begin
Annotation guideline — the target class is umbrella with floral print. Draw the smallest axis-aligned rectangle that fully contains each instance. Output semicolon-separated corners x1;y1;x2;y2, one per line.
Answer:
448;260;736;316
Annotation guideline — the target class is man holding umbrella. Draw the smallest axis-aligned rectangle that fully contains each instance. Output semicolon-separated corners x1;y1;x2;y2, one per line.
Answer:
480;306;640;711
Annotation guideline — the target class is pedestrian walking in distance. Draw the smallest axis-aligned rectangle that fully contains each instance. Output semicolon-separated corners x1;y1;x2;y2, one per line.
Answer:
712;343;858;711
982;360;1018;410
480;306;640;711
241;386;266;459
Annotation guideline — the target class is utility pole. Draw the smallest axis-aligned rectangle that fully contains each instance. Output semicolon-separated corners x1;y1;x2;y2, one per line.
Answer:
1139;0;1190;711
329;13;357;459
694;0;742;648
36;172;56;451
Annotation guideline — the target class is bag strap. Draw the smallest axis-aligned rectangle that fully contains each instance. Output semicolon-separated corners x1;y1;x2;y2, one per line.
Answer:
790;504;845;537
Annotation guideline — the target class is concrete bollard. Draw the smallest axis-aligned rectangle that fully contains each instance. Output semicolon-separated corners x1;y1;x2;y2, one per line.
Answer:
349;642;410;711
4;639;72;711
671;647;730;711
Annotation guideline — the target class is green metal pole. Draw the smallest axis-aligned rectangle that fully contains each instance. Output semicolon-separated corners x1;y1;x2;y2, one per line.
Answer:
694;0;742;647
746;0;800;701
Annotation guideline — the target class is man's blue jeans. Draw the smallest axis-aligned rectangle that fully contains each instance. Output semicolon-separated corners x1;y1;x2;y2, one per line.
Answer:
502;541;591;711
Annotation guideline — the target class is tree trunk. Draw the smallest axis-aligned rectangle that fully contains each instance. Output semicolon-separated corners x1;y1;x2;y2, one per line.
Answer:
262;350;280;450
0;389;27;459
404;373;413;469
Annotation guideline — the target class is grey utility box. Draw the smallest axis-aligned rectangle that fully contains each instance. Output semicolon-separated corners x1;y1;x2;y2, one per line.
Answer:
end
Rewrite every row above with "axis-aligned rectangle" changed to "upright bounding box" each time it occurs, keeping all other text the same.

Annotation guideline — the target class is umbrella with floral print. Draw the smallest upright bounding box that fully contains each instance. Output semicolon-separated corners x1;y1;x2;y2, one per line.
Answer:
448;260;736;316
Annotation guideline — the target class is man holding umbrella. Draw the smallest upright bounding box that fully contains each instance. Output semicolon-separated corners x1;y1;x2;y2, one per line.
Answer:
480;306;640;711
Annotation guideline — the target class is pedestrian walking in distance. Draw the smallest upright bounding box that fully contains each instance. Output semicolon-separated corners x1;y1;x2;y2, one per line.
Answer:
712;343;858;711
982;360;1018;410
480;306;640;711
241;386;266;459
Annotation guideline — the target class is utility pole. Draw the smallest upright bounding box that fully contains each instance. Output semicolon-separated corners x1;y1;x2;y2, one per line.
Answer:
1139;0;1190;711
329;13;357;459
694;0;742;648
36;172;56;451
Annotation guideline — the target class is bag strap. Draw the smallest upright bounding box that fully contains each instance. Output semicolon-separated corners x1;y1;x2;y2, one per line.
Answer:
790;504;845;537
Annotation guideline — the target class is concrete bollard. Draw the smallest upright bounding box that fully contains each instance. Output semicolon-separated corners x1;y1;x2;y2, one per line.
Answer:
349;642;410;711
4;639;72;711
671;647;730;711
Annotation guideline — the target class is green metal pole. Draw the smallest upright bounding box that fully contains each instance. Output semicolon-separated corners x1;y1;x2;y2, one per line.
Answer:
694;0;742;647
746;0;800;701
Annotation guideline — the target class is man's blue jeans. Draw the smallest upright bounding box that fully contains each instance. Output semicolon-separated corners x1;y1;x2;y2, one per line.
Answer:
502;541;591;711
Annotation guideline — the target class is tree trunk. Draw the smallest upright bounding box that fully contains each instance. Output semicolon-separated corners x1;y1;x2;y2, one per line.
Answer:
262;350;280;450
0;389;27;459
404;373;413;469
Annotation guideline — the target class is grey utility box. Draw the smallest upright bounding box that fully contains each instance. Output semicolon-separated corners x1;y1;x2;y2, one per line.
Answer:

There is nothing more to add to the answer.